(Objective) Can you render the stretch from the line containing "Task: give one point on each instance of the woman" through the end of the entries below as a numbered list, omitting any blank lines?

(The records)

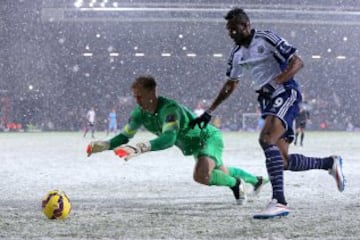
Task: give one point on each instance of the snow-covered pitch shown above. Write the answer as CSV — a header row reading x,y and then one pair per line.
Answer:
x,y
153,196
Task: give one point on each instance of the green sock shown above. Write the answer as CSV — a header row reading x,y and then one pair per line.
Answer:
x,y
239,173
219,178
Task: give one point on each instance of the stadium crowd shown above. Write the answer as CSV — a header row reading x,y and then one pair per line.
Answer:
x,y
48,83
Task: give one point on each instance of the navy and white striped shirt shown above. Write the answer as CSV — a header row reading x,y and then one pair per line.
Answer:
x,y
266,57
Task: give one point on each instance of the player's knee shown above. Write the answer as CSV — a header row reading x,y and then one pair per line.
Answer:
x,y
202,178
264,142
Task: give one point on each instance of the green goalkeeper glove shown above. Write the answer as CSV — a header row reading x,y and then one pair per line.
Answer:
x,y
128,151
97,146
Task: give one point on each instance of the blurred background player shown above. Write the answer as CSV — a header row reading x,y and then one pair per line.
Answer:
x,y
300,124
169,120
112,118
90,117
199,109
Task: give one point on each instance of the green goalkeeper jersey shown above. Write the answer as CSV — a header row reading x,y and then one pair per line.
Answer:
x,y
170,123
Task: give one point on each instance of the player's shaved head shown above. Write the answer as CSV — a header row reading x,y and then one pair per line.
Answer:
x,y
238,15
145,81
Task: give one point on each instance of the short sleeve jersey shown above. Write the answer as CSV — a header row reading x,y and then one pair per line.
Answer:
x,y
265,58
169,116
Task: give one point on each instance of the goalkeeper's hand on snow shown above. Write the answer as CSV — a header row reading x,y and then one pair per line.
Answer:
x,y
97,146
127,151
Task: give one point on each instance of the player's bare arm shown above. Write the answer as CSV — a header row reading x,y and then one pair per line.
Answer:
x,y
295,64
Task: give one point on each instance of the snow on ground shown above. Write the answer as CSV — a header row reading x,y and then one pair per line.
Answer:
x,y
154,197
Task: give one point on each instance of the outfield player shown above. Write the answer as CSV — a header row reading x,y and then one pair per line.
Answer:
x,y
169,120
300,124
272,63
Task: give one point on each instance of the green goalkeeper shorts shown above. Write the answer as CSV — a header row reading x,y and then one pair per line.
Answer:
x,y
213,147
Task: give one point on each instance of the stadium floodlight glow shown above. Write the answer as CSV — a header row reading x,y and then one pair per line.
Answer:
x,y
315,56
217,55
78,3
341,57
87,54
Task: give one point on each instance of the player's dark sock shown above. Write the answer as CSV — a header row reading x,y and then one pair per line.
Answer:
x,y
275,167
219,178
299,162
239,173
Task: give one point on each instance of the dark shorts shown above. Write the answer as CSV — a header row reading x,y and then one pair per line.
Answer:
x,y
300,124
285,106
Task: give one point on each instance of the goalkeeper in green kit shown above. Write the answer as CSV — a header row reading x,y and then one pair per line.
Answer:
x,y
169,120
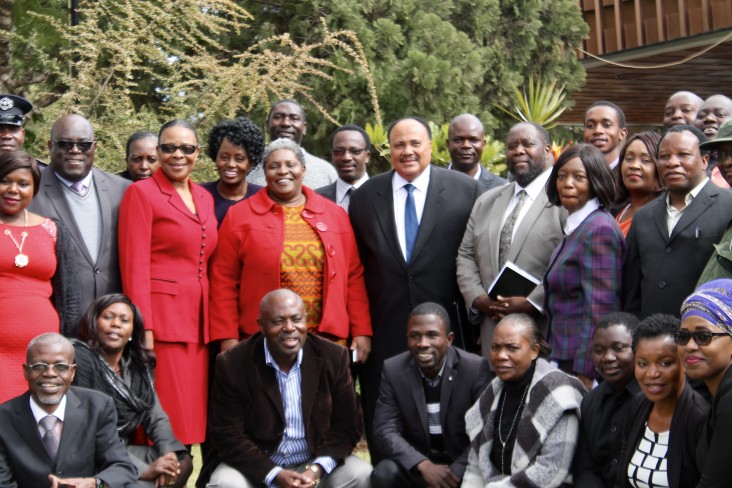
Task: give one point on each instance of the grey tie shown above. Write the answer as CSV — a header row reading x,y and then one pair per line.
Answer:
x,y
50,439
507,232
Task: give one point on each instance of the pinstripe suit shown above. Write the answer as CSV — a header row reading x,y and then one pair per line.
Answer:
x,y
582,284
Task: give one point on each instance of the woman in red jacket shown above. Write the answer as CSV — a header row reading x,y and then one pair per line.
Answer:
x,y
287,236
167,233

(Complete output)
1. Task: give one point on each instance of the woman in red jacket shown above. Write the answer as CSV — a header row reading x,y and then one pair per line.
2. Answer:
3. x,y
4. 287,236
5. 167,233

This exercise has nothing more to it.